- Task objective: Give back, character for character, the line that includes "Pin a point on every instance of the stone column" and all lines beneath it in the data.

** Opening Task material block **

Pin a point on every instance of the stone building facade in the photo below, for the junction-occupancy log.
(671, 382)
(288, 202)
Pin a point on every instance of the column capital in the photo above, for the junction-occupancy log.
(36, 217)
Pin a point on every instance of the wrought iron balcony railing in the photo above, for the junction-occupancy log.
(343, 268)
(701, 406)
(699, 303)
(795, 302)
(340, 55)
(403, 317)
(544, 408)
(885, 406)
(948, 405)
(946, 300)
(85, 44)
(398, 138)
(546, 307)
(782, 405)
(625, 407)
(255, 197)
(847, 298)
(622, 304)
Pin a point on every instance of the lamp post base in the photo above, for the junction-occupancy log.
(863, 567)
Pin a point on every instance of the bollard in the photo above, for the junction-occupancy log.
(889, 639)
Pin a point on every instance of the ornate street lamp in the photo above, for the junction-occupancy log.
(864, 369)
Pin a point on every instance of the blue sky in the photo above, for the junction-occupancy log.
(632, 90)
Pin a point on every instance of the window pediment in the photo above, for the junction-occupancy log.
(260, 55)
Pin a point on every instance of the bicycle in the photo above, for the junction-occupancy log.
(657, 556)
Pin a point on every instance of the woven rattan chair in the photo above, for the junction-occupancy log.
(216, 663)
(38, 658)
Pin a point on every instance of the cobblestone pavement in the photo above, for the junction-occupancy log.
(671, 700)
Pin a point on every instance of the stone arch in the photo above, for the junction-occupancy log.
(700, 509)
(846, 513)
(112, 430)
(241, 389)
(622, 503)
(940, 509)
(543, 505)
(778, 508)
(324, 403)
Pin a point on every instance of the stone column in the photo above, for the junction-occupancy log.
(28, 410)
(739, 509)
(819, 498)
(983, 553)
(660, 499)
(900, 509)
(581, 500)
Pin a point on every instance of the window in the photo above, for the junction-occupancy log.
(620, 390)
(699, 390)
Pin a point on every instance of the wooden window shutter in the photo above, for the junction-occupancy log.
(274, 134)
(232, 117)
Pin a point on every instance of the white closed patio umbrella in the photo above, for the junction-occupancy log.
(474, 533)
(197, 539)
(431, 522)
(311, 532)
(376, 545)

** Closing Task material block **

- Output for this task:
Pin a point on every instance of the stone column in the photo above, for the junction-occupancy log.
(28, 410)
(739, 509)
(819, 498)
(983, 553)
(660, 499)
(900, 509)
(581, 500)
Pin a point on every instance of the window in the photo above, for the junction-occupancy log.
(620, 390)
(699, 390)
Pin a point on every instance of the wooden window shutter in the photo above, for the junction-occupancy log.
(274, 134)
(232, 117)
Pin a point on every instance of the white closed patio umbrella in the photo above, for the junction-occupancy log.
(474, 533)
(197, 539)
(431, 522)
(311, 532)
(376, 545)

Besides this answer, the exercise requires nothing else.